## The exercise
Pull out every line below that contains the string "green", treating uppercase and lowercase letters as distinct.

— BEGIN Excerpted data —

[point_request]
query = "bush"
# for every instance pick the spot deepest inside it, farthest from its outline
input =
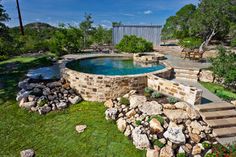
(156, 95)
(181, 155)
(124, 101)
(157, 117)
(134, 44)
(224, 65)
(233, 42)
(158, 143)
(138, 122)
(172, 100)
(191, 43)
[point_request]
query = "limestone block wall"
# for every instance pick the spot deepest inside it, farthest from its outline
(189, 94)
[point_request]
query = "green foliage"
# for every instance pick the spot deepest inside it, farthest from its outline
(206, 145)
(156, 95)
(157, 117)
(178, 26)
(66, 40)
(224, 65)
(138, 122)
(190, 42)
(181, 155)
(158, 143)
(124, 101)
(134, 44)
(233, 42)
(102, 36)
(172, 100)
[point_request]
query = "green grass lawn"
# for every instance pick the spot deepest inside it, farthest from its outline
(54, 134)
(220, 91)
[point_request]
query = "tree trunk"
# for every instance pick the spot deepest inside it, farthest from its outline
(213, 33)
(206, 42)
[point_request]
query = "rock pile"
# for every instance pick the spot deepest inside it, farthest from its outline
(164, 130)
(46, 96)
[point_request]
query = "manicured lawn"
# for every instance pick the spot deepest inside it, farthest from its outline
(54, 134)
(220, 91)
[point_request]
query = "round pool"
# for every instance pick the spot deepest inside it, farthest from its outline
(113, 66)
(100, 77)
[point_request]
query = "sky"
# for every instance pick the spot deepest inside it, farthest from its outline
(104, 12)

— END Excerpted data —
— BEGIN Excerpted data —

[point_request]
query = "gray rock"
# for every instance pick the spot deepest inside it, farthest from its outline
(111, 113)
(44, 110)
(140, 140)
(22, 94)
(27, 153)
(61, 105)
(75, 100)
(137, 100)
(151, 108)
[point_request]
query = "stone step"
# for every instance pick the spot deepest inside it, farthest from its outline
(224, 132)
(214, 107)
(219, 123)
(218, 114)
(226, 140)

— END Excerpted data —

## Final result
query = "green foliage"
query = "green grass lawn"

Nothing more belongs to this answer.